TASK STATEMENT
Repeat the entries word for word. Leave nothing out.

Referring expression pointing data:

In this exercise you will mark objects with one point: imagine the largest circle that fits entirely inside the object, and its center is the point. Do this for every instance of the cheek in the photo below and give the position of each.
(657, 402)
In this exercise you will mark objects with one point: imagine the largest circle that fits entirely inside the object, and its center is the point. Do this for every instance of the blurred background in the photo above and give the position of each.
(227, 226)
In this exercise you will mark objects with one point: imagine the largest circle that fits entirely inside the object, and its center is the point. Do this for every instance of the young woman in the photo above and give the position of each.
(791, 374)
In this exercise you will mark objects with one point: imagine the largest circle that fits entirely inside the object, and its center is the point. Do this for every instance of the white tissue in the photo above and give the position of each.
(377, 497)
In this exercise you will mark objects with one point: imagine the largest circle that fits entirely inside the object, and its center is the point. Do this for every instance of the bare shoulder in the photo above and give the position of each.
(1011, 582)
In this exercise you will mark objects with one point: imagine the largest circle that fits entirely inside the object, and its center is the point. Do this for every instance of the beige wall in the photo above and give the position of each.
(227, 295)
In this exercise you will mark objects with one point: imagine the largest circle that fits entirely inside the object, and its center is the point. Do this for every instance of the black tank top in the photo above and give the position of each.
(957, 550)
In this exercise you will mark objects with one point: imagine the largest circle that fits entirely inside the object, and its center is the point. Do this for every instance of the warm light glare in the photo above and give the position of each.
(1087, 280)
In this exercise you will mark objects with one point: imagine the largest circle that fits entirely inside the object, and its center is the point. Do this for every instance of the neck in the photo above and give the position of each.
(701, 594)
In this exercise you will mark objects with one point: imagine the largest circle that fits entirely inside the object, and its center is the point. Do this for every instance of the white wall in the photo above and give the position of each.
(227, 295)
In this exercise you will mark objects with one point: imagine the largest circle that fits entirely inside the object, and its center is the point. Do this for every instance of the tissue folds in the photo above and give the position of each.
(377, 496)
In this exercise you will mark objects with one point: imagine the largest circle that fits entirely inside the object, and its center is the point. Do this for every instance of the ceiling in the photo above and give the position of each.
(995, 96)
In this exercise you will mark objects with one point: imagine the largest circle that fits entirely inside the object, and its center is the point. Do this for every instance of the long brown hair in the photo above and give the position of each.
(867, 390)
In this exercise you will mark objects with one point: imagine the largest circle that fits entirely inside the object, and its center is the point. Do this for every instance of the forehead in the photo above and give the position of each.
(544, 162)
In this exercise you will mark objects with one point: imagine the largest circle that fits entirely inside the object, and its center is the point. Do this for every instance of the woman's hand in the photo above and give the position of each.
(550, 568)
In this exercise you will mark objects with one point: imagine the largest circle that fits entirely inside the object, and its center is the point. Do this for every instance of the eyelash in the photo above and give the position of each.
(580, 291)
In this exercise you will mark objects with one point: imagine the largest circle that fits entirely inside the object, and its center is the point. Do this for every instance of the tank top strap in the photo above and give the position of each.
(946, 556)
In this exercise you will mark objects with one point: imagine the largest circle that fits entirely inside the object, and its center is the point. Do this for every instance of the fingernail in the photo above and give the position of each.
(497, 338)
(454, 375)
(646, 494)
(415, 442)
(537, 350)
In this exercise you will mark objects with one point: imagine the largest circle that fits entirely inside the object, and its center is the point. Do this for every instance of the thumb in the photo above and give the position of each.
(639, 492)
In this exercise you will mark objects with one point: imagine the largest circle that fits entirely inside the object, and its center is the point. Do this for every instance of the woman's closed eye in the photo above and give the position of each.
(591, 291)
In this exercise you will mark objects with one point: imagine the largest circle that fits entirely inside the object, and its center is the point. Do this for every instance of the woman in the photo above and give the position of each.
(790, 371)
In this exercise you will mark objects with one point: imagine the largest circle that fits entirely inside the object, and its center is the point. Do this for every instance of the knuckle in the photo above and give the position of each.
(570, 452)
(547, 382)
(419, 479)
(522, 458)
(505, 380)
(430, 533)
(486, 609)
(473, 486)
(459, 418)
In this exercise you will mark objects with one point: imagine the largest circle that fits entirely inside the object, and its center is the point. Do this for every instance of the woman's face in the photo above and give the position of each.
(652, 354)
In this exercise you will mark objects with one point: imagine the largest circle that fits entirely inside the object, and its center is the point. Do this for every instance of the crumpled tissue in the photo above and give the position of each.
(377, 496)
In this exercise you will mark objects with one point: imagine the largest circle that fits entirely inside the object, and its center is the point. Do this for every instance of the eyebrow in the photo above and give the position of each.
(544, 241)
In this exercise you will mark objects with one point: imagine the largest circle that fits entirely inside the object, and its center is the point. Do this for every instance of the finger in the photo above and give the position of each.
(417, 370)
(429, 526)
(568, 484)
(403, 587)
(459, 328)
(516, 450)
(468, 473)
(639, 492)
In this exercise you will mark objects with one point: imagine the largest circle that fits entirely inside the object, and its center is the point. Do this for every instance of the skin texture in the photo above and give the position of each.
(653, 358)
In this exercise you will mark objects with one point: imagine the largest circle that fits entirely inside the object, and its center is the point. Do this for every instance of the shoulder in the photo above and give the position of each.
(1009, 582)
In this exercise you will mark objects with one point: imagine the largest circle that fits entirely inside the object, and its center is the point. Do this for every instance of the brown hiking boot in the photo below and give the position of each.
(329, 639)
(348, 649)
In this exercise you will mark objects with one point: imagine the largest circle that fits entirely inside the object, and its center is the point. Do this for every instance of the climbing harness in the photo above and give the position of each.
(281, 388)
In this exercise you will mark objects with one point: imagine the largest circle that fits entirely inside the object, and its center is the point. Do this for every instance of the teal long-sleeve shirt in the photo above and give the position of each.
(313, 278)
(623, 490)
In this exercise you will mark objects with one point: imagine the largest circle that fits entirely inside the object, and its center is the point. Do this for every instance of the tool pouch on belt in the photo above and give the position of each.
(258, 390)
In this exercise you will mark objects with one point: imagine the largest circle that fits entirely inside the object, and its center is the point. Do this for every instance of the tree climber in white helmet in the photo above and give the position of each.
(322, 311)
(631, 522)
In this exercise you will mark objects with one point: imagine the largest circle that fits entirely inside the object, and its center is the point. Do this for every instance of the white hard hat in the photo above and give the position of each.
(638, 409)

RESPONSE TO THE TASK
In this exercise you will mark objects with one point: imagine the largest circle that fits entirely inside the object, and its center is the point. Do this for every instance of the cheek in the photo below and give the position of each.
(657, 402)
In this exercise you will mark objects with one point: imagine the largest circle that fits entirely inside the object, and its center is the point. Do this for every instance of the blurred background in the photo above and give the position of each.
(227, 226)
In this exercise you will mark objects with one point: imagine the largest circle that fits entirely inside the object, and its center is the point. Do this for every instance of the young woman in the photo above and give the position of each.
(791, 374)
In this exercise you will mark objects with one point: imagine the largest circle that fits entirely inside the object, and its center is the point. Do this for every instance of the white tissue in the photo above and give the position of each.
(377, 497)
In this exercise you will mark objects with one point: imagine the largest circle that fits entirely inside the object, and its center is the point. Do this for every instance of the bare shoulder in the photo above and give the position of each.
(1011, 582)
In this exercise you will mark objects with one point: imagine the largest circle that fits entirely inside the object, and its center is the point. Do this for every instance of the beige wall in the photo above and give the position of each.
(227, 295)
In this exercise you will mark objects with one point: imagine the largest circle that fits entirely inside the object, and its center is the point. Do this for every instance of the black tank top in the photo above and give the position of each.
(957, 550)
In this exercise you will mark objects with one point: imagine the largest circle that fits entirely inside the object, and its center is the point. Do this for every instance of the warm light glare in the photo above and give the position of each.
(1087, 280)
In this exercise you will mark objects with one point: imagine the largest circle that fits entirely inside the object, and its center is the point. Do this for every instance of the neck in the photo above and give the position of each.
(701, 594)
In this exercise you will mark objects with one point: imagine the largest circle that fits entirely inside the object, and its center is the point. Do this for every instance of the white wall in the photo above and give the position of each.
(227, 295)
In this exercise you will mark objects with one point: imagine the largest circle that fits entirely inside the object, and its center is the point. Do this for every instance of the tissue folds in the photo above and give the position of each.
(377, 496)
In this exercise you will mark objects with one point: imagine the largest circle that fits entirely inside the object, and its center is the point. Do this for every instance of the ceiling in the photo above and give the position of each.
(995, 96)
In this exercise you will mark objects with one point: imagine the largest circle that fits entirely inside the object, and its center is the point. Do this for every instance of the long brown hair in the photo above and give the position of each.
(867, 390)
In this exercise you will mark objects with one point: imagine the largest circle that fits entirely inside the object, and its center is the point. Do this for every instance of the forehead in the photo above and give the position of each.
(544, 162)
In this exercise you will mark objects with one point: imagine the largest circle that fits entirely inside the object, and its center is the point. Do this for every instance of the woman's hand in the photo above and give the position of each.
(550, 568)
In this exercise you will mark objects with one point: imagine the largest circle that fits entirely inside the object, and its center is the point. Do this for every instance of the eyelash in the photo above and give the position of each.
(580, 291)
In this exercise you will mark objects with one point: imagine the largest circle that fits entirely inside the object, and its center is the point. Do this for every instance of the tank top strap in the photo above and give the position of each.
(946, 556)
In this exercise you will mark objects with one point: imagine the largest circle that fits entirely inside the object, and its center is the point. Do this for every instance of the fingernail in the photo above and give the position of each.
(497, 338)
(454, 375)
(646, 494)
(415, 442)
(537, 350)
In this exercise you will mark objects with one point: imagine the largest circle that fits entirely inside the object, and its center is the point. Do this for every instance of the thumb in the photo above and give the position of each.
(639, 492)
In this exercise you will mark objects with one point: imagine the largest circle that fits entirely inside the object, and its center is the point. Do this for every instance of the woman's closed eye in the photo above and give the position of each.
(591, 291)
In this exercise you will mark objects with one point: imagine the largest circle that fits entirely inside the object, and its center is the point. Do this for every instance of the woman in the photo above and give the position of each.
(790, 371)
In this exercise you will mark objects with one point: imagine the largest circle that fits entirely inside the object, and its center is the point. Do this for every instance of the knuckle in the photo above and give the position of each.
(570, 452)
(547, 382)
(419, 479)
(522, 458)
(505, 380)
(430, 533)
(486, 609)
(473, 486)
(459, 418)
In this exercise you will mark objects with one point: imagine the largest circle that fits entirely inside the object, and its center is the point. Do this for every instance of the woman's face in the photo above and give the position of each.
(652, 354)
In this exercise you will mark objects with one point: imagine the largest circle that fits entirely inside the object, and its center is the point. Do this for every instance of the crumpled tissue in the photo above and give the position of each.
(377, 496)
In this exercise you will mark objects with one point: imagine the largest circle that fits entirely inside the object, and its center is the point. Do this for every instance of the eyebrow in the photo above and give the position of each.
(544, 241)
In this exercise you will mark objects with one point: imagine the largest circle that fits entirely inside the object, and its center is the point. Do this for every instance of the finger in the photo above and give the position of each.
(417, 370)
(429, 526)
(568, 484)
(403, 587)
(459, 328)
(516, 450)
(468, 473)
(639, 492)
In this exercise you will mark objects with one point: imagine the largest circle that fits entirely inside the object, and its center is the point. Do this for every instance of the skin texture in the photo above and give the position of each.
(653, 358)
In this exercise you will mark objects with one point: imagine the largest circle that fits entirely inside the object, and its center is the point. Do this for every instance of the shoulder in the photo above and give the position of each.
(1009, 582)
In this exercise you will mark objects with one point: imagine the largest circle that fits entirely inside the object, and its center is the point. Do this for every instance of the brown hiking boot in the photo below and give the position of each.
(329, 639)
(348, 649)
In this exercise you will mark objects with one point: imagine the largest circle that fits entirely inside the object, and its center is the point. Do this for every instance of the climbing harness in the photo above and give the position of each.
(281, 388)
In this exercise you will mark objects with one point: imagine the largest circle that fits entirely inside the object, and its center is the point. Do this for every instance of the teal long-sleeve shirt in the photo above and give the position of each.
(313, 278)
(623, 490)
In this exercise you will mark objects with one point: imagine the largest circle that fits entirely inside the object, and its center is the point. Do this for every instance of the tool pouch on belt in the photo above and give the position of each.
(258, 390)
In this exercise you will mark objects with one point: imagine the largest circle that fits entirely inside the object, and its center is the point. Do this for every instance of the tree climber in white helmet in the photo above and give the position of each.
(322, 311)
(631, 522)
In this exercise you will mark objects with one point: imagine the largest circle that fits entirely inside the object, and its center is the point. Do this for every instance of the white hard hat in the photo above and give the position of each.
(638, 409)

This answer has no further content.